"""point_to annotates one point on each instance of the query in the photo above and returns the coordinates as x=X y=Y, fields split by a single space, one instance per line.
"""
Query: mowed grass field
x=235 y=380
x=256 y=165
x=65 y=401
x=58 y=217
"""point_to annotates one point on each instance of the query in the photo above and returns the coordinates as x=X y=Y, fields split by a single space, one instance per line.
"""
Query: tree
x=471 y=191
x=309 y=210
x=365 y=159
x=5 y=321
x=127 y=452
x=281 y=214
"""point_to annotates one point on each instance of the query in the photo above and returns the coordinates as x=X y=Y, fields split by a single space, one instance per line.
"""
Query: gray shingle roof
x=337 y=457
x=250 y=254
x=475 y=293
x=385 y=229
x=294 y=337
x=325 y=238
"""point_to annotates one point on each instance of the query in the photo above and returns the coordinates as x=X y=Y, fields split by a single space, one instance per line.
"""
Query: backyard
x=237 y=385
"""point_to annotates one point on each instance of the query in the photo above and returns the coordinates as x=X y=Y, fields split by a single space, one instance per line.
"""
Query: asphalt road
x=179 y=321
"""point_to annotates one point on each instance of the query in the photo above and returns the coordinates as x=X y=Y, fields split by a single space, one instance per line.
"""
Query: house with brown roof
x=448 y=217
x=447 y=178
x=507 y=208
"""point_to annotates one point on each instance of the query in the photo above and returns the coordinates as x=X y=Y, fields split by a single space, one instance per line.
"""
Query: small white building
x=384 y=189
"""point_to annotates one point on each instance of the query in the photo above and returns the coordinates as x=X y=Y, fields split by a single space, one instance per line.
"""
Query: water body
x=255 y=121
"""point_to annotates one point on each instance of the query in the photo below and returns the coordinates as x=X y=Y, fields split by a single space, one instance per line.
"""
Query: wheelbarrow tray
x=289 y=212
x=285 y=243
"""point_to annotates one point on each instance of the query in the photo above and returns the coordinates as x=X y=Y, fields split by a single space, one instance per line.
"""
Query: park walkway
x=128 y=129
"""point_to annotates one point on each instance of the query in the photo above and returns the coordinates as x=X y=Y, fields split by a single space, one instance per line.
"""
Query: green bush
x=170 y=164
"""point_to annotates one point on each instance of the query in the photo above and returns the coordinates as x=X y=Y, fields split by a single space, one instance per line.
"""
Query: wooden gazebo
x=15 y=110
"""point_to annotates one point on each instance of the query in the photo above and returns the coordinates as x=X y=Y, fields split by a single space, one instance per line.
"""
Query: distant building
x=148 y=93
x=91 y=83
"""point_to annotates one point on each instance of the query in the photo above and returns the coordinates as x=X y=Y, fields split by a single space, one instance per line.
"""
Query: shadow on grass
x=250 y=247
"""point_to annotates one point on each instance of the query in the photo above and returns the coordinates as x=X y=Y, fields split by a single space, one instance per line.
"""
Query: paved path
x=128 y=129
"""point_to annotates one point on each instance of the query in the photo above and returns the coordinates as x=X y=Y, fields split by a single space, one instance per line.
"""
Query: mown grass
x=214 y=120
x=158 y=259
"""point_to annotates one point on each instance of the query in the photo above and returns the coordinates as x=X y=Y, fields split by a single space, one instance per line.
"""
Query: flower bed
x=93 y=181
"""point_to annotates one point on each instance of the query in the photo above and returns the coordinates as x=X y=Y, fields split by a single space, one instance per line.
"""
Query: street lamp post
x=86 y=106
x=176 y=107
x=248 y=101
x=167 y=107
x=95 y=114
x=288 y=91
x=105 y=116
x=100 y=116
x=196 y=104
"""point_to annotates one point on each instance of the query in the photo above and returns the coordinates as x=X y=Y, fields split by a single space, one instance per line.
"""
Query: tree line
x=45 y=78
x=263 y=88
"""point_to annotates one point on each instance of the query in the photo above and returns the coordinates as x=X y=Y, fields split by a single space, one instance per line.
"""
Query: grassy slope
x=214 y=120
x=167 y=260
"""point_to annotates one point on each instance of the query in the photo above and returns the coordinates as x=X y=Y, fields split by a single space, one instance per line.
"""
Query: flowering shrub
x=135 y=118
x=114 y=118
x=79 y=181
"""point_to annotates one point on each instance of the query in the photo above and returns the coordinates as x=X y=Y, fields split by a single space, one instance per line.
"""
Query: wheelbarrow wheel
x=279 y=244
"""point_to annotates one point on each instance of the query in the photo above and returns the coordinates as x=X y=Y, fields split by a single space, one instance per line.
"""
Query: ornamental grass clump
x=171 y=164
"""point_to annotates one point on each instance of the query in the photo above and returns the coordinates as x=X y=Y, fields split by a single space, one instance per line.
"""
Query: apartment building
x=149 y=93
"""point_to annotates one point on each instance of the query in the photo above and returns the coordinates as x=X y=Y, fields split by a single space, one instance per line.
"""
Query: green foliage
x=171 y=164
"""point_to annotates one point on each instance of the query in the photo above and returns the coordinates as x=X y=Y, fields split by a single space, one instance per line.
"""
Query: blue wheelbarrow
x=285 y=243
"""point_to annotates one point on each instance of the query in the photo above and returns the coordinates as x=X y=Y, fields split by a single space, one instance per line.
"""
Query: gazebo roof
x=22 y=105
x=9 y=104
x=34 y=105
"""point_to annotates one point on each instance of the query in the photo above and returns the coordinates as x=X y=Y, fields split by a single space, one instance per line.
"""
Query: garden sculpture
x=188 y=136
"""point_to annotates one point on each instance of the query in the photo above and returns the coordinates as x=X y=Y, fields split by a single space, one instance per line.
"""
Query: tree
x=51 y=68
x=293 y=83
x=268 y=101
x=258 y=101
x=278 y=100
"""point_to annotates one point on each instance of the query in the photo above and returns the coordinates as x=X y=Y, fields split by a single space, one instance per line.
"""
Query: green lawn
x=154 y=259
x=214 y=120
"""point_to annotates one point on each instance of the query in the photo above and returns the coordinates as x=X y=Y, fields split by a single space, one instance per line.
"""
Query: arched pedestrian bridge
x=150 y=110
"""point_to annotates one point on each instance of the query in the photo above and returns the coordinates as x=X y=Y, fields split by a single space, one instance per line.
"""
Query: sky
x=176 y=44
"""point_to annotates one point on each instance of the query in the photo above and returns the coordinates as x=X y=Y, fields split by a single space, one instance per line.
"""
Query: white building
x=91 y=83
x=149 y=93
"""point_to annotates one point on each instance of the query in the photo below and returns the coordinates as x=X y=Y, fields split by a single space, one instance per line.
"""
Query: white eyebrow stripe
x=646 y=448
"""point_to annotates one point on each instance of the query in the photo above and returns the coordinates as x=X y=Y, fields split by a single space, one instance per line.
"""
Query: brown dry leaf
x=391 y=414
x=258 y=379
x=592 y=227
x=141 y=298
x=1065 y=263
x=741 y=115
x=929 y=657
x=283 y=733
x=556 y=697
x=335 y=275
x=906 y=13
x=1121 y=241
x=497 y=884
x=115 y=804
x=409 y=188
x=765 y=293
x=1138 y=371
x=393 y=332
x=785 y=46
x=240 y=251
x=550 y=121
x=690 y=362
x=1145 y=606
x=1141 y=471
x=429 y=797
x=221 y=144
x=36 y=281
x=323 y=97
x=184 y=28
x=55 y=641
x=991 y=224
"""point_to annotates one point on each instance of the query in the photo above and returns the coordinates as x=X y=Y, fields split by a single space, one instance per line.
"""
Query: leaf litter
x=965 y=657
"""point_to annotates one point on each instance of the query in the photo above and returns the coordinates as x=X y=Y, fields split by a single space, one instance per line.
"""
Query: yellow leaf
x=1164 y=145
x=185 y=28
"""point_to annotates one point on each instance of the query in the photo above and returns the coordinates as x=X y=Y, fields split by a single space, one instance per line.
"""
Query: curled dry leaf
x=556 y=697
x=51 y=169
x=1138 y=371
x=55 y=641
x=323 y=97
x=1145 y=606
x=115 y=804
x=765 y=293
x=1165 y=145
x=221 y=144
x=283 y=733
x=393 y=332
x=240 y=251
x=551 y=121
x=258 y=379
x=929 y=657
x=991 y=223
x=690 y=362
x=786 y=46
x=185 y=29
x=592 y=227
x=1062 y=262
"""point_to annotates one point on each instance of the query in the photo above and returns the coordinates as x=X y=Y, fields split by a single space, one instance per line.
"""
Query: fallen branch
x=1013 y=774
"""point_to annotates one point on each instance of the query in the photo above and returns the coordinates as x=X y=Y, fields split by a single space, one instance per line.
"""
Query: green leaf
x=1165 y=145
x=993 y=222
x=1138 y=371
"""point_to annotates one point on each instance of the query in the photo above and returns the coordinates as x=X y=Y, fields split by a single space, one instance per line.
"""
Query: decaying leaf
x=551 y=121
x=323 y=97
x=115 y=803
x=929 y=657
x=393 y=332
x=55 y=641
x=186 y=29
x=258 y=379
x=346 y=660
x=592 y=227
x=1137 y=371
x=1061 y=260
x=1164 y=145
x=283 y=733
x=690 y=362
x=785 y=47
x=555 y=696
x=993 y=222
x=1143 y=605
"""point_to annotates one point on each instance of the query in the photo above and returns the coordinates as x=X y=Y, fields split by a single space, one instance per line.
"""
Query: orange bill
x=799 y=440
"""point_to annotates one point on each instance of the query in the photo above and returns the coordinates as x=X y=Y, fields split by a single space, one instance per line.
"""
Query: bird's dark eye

——

■ **WORK TASK**
Starting with the line that contains "Query: fallen branch", restate every line up to and including the last one above, exactly.

■ **COMPLETED TASK**
Query: fallen branch
x=1013 y=774
"""point_to annotates one point on each instance of the query in the photo above and returns the coordinates as x=X y=Y, fields split by a single space, one instance per line.
"""
Query: green leaf
x=1165 y=145
x=993 y=222
x=1138 y=371
"""point_to annotates one point on each instance of the query in the photo above and returns the coordinates as x=X y=Y, fields split by a single space, one instance per line.
"""
Query: decaying leaf
x=551 y=121
x=323 y=97
x=115 y=803
x=929 y=657
x=393 y=332
x=55 y=641
x=186 y=29
x=258 y=379
x=346 y=660
x=592 y=227
x=1137 y=371
x=1061 y=260
x=1164 y=145
x=283 y=733
x=690 y=362
x=785 y=47
x=555 y=696
x=993 y=222
x=1143 y=605
"""point_to annotates one point on each instance of the query in the photo above and returns the coordinates as x=X y=Y, fields split by a single space, one instance per line.
"""
Query: orange bill
x=799 y=440
"""point_to annotates one point on each instance of the query in the photo above and returns the coordinates as x=X y=Y, fields split by a single space, one instance per line.
"""
Query: bird's dark eye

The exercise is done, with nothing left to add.